** start Provided information **

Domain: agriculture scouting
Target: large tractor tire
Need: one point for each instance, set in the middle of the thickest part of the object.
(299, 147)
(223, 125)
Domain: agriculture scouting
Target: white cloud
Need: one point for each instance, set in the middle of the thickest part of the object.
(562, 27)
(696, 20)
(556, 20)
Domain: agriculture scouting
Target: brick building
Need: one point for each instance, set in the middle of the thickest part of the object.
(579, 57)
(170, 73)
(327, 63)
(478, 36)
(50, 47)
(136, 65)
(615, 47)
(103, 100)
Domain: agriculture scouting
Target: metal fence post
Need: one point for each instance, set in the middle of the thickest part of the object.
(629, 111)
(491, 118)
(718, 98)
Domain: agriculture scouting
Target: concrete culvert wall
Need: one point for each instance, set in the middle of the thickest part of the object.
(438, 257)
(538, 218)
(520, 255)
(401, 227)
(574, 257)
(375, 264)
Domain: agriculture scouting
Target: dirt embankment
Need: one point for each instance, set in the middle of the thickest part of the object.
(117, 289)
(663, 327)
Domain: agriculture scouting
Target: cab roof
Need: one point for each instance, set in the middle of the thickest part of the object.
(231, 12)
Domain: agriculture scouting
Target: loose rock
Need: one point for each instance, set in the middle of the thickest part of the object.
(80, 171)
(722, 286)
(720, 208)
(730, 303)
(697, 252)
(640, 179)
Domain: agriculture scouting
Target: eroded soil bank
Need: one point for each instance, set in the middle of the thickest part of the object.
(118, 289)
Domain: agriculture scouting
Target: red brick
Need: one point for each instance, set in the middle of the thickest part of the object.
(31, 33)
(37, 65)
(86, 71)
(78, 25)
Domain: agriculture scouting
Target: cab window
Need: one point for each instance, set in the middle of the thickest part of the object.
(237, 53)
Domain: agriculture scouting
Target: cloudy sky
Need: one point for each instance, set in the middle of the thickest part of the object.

** end Provided information **

Pick out each line of the material above that contains the word "brick", and copy those lines in full.

The solution
Target: brick building
Target: red brick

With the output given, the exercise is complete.